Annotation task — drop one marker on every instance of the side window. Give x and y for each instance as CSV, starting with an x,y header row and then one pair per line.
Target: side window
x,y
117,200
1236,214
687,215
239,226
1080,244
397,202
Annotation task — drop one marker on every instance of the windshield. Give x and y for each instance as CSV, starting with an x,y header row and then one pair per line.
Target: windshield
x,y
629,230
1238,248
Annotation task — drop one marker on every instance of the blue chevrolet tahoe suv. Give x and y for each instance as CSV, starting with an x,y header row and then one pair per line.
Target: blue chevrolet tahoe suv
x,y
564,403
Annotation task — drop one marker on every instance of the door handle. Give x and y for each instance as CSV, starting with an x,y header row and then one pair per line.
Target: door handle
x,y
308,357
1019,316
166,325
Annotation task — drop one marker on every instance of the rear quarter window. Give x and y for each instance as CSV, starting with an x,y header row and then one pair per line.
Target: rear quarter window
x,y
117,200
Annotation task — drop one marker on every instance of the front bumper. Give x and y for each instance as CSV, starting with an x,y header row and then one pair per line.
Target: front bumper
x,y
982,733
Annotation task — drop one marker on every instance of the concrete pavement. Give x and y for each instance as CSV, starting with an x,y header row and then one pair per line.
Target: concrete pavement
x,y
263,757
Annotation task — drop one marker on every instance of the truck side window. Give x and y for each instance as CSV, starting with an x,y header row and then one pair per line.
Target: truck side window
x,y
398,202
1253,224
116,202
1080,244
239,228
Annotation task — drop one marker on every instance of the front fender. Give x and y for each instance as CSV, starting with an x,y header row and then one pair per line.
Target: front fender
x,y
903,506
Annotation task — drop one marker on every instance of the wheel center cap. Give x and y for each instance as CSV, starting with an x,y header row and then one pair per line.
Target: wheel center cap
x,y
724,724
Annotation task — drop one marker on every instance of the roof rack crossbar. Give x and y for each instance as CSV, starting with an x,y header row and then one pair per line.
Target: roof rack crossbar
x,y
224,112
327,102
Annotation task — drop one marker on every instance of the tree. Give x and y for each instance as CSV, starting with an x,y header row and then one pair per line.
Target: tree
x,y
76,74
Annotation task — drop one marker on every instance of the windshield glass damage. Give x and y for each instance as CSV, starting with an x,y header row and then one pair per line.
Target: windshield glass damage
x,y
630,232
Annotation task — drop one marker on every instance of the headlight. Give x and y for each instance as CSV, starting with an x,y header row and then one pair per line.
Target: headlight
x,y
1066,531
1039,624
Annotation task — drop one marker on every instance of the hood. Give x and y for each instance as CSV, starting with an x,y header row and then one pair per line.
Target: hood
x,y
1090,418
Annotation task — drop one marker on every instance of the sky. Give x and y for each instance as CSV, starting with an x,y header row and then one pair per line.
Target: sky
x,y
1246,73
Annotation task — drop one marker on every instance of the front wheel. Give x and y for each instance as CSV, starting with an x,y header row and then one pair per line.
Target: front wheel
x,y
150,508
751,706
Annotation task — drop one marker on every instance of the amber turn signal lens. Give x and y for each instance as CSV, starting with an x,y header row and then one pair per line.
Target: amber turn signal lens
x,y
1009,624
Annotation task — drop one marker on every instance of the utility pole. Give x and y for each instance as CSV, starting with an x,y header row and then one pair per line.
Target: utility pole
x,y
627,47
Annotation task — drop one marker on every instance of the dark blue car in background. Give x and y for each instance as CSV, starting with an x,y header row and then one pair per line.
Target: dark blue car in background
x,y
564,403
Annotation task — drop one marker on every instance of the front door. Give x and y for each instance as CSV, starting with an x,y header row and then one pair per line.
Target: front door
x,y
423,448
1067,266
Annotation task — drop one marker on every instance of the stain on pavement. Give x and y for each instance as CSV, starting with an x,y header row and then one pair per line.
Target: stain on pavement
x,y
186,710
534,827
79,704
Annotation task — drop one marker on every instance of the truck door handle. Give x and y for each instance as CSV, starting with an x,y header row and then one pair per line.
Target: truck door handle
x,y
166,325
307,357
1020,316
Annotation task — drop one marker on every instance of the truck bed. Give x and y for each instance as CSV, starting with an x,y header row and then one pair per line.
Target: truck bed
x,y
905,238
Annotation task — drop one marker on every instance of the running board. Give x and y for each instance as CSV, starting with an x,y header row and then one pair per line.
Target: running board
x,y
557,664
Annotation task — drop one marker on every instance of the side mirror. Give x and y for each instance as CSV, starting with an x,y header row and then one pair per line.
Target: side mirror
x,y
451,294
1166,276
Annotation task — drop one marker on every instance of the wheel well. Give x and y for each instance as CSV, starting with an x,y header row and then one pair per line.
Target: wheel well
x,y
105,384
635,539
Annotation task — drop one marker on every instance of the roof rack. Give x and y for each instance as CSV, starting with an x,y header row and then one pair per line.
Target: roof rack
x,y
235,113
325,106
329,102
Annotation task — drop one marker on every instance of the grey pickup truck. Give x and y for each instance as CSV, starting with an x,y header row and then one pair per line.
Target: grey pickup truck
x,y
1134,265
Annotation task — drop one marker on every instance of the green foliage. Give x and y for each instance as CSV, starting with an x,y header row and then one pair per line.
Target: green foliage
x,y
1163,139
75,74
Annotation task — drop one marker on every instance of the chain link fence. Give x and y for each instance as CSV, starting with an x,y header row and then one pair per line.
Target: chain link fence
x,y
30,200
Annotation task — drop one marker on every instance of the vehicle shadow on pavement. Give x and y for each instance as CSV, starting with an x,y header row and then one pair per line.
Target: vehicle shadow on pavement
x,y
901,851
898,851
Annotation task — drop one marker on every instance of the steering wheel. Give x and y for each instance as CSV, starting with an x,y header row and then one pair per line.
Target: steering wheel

———

What to work on:
Please write out the stretch from the line containing "of the vehicle" through the end of the entries, reproducing every line in full and shifting each x and y coordinate in the answers up by 107.

Response to this task:
Annotation task — drop one marker on every instance of the vehicle shadow on pavement. Give x and y for each instance as CSV, starting with an x,y header row and then one pair per line.
Target: vehicle shadow on pavement
x,y
1008,958
1005,958
Annotation task — drop one marker on every instance of the steering wheel. Give x and y for each instance as CSV, starting with an x,y header row and then one pair per line.
Target: steering wheel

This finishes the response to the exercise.